§ TASK:
The listing must be reproduced in full, exactly as it stands.

[Annotation records]
START
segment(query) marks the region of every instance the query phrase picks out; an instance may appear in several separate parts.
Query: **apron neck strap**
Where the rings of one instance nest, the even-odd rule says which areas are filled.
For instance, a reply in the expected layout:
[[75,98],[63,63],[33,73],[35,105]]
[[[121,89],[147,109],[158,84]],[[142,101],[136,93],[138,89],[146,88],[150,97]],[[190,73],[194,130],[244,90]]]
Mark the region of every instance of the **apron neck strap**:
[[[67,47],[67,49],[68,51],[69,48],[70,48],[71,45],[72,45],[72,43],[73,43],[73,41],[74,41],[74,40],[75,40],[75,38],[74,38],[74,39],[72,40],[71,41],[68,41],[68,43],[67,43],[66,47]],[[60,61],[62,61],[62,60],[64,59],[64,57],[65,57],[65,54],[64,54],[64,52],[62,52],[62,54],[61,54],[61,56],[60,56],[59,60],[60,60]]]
END
§ SOLUTION FOR THIS TASK:
segment(query) marks the region of every instance the query phrase picks out; an instance may appear in several separate parts.
Query: **apron neck strap**
Where the rings of one instance nest, the even-odd rule says which areas are filled.
For instance, a reply in the expected layout:
[[75,98],[63,63],[33,73],[35,105]]
[[[121,89],[147,109],[158,84]],[[142,101],[136,93],[138,89],[146,88],[150,97]],[[190,73],[194,130],[244,90]]]
Mark the region of every instance of the **apron neck strap**:
[[[67,47],[67,49],[68,51],[69,48],[70,48],[71,45],[72,45],[72,43],[73,43],[73,41],[74,41],[74,40],[75,40],[75,38],[74,38],[74,39],[72,40],[71,41],[68,41],[68,43],[67,43],[66,47]],[[60,61],[62,61],[62,60],[64,59],[64,57],[65,57],[65,54],[64,54],[64,52],[62,52],[62,54],[61,54],[61,56],[60,56],[59,60],[60,60]]]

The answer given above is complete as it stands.